**SET EXERCISE**
In the listing below, please print the line that contains "[mark] the cluster" and every line that follows it, exactly.

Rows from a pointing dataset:
-- start --

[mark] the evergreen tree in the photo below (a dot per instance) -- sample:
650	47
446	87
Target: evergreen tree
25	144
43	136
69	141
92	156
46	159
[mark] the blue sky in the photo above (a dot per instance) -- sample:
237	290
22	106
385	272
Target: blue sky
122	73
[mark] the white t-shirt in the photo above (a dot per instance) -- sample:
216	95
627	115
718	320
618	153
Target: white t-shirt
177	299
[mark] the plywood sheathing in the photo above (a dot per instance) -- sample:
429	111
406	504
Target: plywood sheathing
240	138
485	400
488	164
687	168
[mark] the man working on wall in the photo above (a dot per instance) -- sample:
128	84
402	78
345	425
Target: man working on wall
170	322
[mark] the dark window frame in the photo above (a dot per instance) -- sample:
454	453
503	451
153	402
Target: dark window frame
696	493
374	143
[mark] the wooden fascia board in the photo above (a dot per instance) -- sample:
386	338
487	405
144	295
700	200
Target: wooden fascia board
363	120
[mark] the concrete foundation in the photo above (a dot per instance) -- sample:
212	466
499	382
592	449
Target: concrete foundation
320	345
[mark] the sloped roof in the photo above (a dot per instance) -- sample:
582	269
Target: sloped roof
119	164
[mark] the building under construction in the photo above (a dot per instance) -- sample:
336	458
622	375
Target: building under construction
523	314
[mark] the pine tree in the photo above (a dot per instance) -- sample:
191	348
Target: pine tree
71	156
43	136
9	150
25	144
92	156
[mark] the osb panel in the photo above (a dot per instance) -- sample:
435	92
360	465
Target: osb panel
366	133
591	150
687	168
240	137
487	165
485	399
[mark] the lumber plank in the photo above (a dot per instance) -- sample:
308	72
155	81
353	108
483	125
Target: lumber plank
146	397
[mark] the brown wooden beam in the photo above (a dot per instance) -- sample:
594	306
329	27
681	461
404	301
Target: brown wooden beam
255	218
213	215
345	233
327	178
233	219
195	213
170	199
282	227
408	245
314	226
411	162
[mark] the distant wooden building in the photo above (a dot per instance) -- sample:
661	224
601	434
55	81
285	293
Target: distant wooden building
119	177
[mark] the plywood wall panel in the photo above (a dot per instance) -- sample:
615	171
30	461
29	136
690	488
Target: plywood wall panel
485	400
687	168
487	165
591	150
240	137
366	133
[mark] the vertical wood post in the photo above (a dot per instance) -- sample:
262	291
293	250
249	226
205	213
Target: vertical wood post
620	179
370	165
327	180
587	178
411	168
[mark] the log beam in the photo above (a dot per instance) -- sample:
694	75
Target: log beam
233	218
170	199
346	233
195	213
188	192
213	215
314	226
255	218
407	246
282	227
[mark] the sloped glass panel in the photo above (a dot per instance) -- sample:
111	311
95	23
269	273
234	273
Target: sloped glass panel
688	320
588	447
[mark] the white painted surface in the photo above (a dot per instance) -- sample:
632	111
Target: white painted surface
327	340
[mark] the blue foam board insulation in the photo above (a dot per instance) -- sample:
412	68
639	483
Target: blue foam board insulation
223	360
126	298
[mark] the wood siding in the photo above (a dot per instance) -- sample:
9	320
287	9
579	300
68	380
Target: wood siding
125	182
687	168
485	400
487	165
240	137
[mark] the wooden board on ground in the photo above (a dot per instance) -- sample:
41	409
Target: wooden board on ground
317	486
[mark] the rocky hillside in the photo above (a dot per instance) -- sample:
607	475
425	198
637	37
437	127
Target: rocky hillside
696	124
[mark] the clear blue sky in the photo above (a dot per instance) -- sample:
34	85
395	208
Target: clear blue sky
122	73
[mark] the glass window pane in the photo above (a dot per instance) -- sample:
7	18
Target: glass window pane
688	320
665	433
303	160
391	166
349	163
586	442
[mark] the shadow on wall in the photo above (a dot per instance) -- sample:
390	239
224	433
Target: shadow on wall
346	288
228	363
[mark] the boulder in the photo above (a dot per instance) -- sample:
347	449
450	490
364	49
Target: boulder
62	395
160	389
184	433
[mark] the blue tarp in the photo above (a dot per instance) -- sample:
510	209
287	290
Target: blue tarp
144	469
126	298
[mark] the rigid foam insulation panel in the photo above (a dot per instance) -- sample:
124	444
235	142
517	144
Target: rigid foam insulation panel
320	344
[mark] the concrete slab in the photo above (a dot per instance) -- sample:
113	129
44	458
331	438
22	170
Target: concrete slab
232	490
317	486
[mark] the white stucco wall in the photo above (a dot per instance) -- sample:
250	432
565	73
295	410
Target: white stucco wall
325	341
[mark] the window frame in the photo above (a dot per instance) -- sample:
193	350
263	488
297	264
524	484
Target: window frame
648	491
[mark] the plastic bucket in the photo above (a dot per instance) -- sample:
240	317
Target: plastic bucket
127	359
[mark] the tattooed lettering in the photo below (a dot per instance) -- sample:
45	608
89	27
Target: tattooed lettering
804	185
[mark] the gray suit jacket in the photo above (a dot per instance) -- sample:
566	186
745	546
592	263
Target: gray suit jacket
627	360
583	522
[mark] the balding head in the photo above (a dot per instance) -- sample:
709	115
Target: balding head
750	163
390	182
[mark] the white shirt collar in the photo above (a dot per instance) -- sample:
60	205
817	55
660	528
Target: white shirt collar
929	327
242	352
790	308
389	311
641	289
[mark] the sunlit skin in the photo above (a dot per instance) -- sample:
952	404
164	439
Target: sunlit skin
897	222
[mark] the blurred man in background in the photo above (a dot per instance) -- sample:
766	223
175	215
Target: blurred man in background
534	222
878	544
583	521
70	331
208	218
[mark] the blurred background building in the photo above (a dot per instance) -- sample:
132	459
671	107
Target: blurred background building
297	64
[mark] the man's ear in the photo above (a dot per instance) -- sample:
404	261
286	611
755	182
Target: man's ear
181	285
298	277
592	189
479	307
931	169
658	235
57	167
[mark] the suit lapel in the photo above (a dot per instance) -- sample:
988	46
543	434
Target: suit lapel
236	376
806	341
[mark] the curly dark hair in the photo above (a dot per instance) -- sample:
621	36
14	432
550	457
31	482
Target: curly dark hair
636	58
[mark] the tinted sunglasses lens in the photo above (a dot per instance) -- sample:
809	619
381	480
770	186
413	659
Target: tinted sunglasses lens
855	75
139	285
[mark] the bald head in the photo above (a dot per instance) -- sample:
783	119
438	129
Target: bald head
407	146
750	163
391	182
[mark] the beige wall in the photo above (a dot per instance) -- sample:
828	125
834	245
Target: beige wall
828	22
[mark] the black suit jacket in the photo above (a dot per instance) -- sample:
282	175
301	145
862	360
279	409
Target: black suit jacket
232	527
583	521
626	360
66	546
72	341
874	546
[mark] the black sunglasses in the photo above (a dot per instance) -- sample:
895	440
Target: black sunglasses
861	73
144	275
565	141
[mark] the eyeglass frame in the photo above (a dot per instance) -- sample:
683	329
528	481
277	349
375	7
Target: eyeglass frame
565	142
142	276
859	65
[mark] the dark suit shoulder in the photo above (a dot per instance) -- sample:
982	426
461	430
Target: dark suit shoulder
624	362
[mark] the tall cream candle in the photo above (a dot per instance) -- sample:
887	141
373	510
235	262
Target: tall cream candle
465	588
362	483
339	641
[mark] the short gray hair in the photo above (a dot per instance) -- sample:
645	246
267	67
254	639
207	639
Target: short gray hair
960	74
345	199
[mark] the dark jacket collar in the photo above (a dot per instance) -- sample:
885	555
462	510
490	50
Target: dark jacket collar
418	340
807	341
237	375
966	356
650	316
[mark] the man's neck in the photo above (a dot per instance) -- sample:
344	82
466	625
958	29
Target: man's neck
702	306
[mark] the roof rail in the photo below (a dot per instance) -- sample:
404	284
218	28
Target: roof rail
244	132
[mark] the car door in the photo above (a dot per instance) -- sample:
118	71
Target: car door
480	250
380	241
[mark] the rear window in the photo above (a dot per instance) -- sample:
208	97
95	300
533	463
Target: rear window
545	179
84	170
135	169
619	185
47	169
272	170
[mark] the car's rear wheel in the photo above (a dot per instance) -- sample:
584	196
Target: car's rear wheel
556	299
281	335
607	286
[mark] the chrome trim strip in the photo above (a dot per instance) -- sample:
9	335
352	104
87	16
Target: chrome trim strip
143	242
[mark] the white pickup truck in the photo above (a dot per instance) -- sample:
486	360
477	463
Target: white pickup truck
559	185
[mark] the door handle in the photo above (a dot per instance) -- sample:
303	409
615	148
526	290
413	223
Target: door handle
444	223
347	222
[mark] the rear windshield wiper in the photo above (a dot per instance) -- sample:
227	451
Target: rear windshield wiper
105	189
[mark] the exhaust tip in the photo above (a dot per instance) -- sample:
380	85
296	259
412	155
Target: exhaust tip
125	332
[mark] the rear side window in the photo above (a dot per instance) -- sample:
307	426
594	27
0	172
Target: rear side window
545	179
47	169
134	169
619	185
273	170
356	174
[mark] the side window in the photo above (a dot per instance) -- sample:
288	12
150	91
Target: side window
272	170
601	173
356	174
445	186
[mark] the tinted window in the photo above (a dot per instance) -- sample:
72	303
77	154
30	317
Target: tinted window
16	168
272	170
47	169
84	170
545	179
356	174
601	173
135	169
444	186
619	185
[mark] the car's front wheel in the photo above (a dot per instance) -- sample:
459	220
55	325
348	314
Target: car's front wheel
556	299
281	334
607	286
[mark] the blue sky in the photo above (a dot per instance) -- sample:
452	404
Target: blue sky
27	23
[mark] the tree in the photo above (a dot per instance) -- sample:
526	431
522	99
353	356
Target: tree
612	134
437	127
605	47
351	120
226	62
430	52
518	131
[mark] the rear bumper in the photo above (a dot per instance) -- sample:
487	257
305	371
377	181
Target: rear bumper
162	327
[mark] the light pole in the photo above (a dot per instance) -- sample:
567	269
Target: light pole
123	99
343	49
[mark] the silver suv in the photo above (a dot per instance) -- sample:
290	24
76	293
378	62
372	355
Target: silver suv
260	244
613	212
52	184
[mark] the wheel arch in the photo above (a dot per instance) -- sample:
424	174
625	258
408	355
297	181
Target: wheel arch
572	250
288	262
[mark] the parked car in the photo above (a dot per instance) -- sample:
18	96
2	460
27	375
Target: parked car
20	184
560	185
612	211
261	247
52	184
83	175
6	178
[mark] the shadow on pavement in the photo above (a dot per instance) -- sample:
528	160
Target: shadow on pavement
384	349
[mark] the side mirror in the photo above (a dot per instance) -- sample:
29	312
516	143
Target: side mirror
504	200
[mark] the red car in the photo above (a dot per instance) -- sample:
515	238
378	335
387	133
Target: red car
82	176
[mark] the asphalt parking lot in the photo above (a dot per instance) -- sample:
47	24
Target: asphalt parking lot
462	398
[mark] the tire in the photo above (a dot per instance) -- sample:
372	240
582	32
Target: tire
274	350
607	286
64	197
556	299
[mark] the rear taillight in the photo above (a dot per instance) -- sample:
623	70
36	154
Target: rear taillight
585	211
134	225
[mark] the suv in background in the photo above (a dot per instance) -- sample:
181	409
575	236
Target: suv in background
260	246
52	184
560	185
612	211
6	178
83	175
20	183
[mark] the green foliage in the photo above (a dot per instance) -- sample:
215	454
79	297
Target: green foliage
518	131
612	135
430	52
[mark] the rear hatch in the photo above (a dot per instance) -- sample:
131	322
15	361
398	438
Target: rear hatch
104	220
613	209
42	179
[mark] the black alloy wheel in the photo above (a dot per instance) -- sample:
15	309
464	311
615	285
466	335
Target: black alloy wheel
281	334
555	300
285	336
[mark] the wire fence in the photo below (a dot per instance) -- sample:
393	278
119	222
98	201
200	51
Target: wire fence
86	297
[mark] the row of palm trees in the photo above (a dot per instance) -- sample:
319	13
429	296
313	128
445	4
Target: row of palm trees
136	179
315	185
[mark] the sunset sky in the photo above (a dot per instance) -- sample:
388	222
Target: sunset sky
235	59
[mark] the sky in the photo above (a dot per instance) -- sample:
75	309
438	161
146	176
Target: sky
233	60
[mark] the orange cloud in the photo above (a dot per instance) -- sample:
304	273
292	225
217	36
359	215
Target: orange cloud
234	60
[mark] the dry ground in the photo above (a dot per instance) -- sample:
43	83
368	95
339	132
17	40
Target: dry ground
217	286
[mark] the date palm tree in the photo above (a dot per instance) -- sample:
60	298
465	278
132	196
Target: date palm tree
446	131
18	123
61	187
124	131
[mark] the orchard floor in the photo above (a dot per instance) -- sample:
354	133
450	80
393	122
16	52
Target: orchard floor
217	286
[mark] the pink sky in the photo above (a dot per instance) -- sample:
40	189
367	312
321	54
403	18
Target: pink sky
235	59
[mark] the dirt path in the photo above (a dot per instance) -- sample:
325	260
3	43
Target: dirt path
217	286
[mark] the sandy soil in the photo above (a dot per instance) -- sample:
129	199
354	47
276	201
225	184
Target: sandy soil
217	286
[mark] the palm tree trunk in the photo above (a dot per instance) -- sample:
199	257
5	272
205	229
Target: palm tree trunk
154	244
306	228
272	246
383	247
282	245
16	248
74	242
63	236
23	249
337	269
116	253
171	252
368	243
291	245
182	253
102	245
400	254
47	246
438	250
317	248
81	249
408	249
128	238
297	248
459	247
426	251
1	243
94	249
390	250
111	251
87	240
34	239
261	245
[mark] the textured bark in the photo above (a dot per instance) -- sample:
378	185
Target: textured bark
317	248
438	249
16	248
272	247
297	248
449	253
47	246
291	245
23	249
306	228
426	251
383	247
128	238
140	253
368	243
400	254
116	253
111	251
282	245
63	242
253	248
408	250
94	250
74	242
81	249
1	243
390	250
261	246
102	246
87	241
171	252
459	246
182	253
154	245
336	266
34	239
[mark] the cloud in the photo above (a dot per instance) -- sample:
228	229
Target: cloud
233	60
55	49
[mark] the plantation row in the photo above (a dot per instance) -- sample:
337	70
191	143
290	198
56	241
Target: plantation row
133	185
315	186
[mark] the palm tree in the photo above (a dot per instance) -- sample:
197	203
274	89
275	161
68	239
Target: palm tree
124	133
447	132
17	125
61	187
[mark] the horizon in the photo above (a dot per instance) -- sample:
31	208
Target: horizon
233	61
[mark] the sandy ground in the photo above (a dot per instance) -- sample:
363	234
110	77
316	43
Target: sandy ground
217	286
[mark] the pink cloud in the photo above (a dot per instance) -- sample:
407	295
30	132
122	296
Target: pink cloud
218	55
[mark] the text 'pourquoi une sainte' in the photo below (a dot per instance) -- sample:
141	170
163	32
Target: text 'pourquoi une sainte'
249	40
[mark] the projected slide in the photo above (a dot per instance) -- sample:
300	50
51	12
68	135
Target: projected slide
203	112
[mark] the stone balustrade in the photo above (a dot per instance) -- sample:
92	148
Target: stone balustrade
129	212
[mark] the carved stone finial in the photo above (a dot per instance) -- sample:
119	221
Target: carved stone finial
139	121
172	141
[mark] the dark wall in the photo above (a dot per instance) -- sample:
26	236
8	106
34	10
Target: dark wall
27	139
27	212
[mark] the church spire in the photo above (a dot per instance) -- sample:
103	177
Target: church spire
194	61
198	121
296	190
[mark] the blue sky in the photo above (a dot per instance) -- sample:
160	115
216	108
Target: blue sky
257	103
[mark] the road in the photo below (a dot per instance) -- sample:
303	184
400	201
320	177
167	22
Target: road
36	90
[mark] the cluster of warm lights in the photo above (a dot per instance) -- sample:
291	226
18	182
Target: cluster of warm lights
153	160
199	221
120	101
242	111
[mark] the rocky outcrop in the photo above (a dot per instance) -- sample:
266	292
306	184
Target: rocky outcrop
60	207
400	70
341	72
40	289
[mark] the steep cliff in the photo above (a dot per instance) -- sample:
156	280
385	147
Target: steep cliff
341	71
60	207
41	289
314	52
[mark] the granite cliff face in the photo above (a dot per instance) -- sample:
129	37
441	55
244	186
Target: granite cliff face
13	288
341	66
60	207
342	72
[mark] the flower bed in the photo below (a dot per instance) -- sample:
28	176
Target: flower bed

-- end --

**RESULT BELOW**
[mark] the cluster of warm lights in the photo above (a dot per instance) -- sample:
291	226
18	182
Target: cluster of warm lights
153	160
199	221
120	101
242	111
[mark] the rocky outcrop in the photo above (a dot per instance) -- sample:
266	292
306	184
Target: rocky outcrop
60	207
400	70
341	72
40	289
[mark] the steep cliff in the photo above (a dot per instance) -- sample:
156	280
385	147
Target: steep cliff
341	71
60	207
41	289
314	52
[mark] the granite cliff face in the photo above (a dot per instance) -- sample:
129	37
441	55
244	186
Target: granite cliff face
13	288
341	66
60	207
342	72
[mark] the flower bed in the photo below (a dot per instance) -- sample:
28	176
Target: flower bed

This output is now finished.